Using the information
1. Write out the passage on Canada's budget word for word, starting at the words "The budget had" and ending after "were the lowest.".
2. Answer these questions using the passage on Canada's budget:
(a) How many countries did the 2004 KPMG study of international business costs cover?
(b) What share of the global total of greenfield FDI has Canada attracted over the past 10 years?
(c) To what rate will the general corporate income tax rate be reduced, and from what rate?

Passage
>>>

The budget had a stormy reception in parliament but has gone to the third reading and is expected to pass.

The government has a lot going for it. As a result of Canada’s seven consecutive surpluses, the country has moved from having the second worst debt-to-GDP ratio in the G7 to having the best. And a 2004 KPMG study of international business costs in 11 countries showed Canada’s costs were the lowest.

Canada has continued to attract more than its fair share of global greenfield FDI. In the past 10 years, it has attracted about 6% of the global total, far more than its share in the world economy, which is less than 2%.

The government’s strong fiscal position and lower debt burden have meant more resources are available to spend on pressing problems like healthcare, defence and Kyoto commitments, while maintaining the country’s corporate tax advantage relative to the US. Once the measures in the 2005 budget are fully in place in 2008, the corporate surtax – originally introduced to help fight the federal deficit – will be eliminated and the general corporate income tax rate will be reduced to 19% from 21%.

<<<

Source material

>>>

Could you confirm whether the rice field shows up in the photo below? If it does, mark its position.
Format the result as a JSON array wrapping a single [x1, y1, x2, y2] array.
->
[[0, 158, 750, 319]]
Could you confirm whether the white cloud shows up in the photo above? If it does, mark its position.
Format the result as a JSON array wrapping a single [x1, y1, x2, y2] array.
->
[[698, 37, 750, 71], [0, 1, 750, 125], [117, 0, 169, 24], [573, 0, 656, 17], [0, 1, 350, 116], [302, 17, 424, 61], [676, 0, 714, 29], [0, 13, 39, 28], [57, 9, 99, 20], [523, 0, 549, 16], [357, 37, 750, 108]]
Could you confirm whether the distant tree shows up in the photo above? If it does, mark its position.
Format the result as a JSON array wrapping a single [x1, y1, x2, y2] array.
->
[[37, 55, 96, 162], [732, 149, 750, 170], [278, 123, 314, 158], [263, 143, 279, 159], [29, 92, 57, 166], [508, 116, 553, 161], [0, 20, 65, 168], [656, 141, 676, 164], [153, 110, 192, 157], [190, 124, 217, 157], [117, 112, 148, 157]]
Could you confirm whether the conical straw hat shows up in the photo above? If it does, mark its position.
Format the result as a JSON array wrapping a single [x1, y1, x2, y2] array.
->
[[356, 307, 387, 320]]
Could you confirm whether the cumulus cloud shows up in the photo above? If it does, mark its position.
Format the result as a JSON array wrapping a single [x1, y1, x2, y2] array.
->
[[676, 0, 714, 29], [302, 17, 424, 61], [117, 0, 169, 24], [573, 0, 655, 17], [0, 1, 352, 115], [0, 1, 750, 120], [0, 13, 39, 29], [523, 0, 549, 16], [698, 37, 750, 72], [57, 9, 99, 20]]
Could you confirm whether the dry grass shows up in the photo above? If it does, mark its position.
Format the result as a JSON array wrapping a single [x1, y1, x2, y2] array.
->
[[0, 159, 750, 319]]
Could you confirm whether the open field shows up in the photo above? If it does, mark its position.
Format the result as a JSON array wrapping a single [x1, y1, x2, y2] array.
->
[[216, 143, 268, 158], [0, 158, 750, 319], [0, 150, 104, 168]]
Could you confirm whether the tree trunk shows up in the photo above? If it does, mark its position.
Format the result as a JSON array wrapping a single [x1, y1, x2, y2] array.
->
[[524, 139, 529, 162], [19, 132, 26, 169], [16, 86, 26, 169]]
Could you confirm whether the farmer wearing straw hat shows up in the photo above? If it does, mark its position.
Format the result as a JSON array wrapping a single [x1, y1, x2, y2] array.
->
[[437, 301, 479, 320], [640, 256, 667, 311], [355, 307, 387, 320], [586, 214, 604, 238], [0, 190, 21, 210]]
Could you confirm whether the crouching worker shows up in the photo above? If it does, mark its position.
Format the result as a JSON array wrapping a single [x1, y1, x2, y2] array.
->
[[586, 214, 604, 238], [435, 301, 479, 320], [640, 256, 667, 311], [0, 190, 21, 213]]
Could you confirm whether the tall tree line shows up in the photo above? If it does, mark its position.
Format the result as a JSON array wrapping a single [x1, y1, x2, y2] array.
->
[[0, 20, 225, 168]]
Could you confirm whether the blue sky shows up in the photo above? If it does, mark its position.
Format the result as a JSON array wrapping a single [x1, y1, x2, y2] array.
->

<<<

Task-by-task solutions
1.
The budget had a stormy reception in parliament but has gone to the third reading and is expected to pass.

The government has a lot going for it. As a result of Canada’s seven consecutive surpluses, the country has moved from having the second worst debt-to-GDP ratio in the G7 to having the best. And a 2004 KPMG study of international business costs in 11 countries showed Canada’s costs were the lowest.

2.
(a) 11 countries.
(b) About 6%.
(c) To 19%, from 21%.